**Exercise brief:**
Reproduce verbatim the stretch of the material below from the line containing "Rules: pick out each instance of the bush" through the line containing "[[163, 221]]", including both of those lines.

===== Task inputs =====

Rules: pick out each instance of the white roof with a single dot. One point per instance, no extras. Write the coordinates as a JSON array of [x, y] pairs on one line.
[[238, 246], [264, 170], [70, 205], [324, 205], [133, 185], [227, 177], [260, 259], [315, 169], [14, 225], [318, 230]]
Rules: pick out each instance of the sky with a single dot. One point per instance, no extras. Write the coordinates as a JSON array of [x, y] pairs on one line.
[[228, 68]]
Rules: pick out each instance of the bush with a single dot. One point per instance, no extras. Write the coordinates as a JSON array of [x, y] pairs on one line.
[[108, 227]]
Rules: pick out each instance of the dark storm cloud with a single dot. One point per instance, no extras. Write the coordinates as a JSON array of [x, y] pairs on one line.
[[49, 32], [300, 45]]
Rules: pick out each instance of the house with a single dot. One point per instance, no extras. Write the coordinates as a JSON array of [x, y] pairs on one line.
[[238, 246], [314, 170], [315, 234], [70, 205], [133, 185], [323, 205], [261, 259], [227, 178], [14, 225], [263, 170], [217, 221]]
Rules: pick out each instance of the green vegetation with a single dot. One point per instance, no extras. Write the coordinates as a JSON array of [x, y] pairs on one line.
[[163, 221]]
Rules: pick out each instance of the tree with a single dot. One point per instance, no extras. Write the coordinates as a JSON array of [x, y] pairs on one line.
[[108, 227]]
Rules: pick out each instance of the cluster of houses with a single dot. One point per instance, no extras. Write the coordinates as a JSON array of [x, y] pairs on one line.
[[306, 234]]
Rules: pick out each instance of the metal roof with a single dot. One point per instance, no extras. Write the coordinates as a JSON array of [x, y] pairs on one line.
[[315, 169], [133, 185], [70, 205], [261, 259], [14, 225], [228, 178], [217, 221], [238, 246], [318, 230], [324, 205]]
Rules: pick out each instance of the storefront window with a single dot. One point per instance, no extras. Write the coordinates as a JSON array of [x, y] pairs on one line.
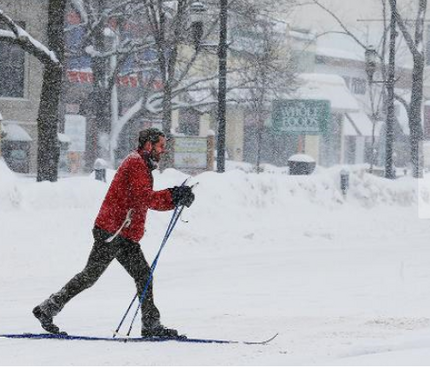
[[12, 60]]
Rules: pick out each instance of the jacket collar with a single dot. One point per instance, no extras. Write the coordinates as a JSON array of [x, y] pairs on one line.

=====

**Exercise solution:**
Rules: pick out each instance of the bush with a single dot. One point per instance, no extras. Write the coordinates as a JSON array of [x, y] pairs on one line.
[[108, 227]]
Rules: pick out each instance of the dark storm cloud with a single dot. One point per instance, no extras. Write the coordinates as a JSON array of [x, y] pairs on one line.
[[49, 32], [300, 45]]
Rules: pick out each instance of the house with a single dot. One point per instance, no extras. Write the coordinates as a JSON array of [x, y] pairs on one line.
[[238, 246], [314, 170], [315, 234], [70, 205], [133, 185], [323, 205], [261, 259], [227, 178], [14, 225], [263, 170], [217, 221]]
Rules: pick out each instance of the green vegetation with a single dot. One point per instance, no extras. Write the coordinates as a JSON array of [x, y] pairs on one line.
[[163, 221]]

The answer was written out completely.